*WRITTEN REQUEST*. Return every line of the listing below that contains the word "shiny".

*EXTRACTED ENTRIES*.
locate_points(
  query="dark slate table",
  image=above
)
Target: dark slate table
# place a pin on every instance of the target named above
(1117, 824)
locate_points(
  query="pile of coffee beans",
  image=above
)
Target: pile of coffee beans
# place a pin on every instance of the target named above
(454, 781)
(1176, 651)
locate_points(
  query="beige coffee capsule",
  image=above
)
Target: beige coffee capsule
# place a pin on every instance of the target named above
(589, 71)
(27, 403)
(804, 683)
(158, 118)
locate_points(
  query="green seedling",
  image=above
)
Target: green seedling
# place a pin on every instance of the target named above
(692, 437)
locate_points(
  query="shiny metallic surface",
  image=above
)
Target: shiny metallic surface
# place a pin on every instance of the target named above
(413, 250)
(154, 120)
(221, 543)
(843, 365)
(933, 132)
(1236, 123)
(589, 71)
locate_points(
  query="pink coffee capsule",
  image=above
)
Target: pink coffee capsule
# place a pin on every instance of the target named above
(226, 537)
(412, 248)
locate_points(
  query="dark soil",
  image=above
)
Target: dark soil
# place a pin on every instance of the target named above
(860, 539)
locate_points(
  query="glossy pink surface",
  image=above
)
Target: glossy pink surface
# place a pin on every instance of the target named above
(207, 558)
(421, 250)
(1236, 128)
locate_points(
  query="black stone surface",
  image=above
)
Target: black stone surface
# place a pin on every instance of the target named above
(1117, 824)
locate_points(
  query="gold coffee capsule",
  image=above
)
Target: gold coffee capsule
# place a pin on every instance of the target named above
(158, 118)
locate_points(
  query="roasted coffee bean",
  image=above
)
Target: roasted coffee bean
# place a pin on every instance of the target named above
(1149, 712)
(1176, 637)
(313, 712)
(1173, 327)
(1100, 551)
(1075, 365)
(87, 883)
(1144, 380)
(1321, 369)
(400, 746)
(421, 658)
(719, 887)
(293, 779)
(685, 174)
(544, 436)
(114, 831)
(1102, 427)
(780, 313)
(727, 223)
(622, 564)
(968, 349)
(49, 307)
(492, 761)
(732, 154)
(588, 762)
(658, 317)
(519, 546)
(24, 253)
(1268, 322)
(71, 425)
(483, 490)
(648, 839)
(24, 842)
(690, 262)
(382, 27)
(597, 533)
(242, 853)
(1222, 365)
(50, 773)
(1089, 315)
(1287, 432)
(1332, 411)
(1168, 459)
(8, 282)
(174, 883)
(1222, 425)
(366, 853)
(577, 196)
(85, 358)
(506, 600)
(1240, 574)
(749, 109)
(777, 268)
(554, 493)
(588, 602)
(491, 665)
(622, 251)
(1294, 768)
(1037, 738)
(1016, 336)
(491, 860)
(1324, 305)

*RESPONSE TO THE TASK*.
  query="shiny metallic surface",
Target: shiny metallic surface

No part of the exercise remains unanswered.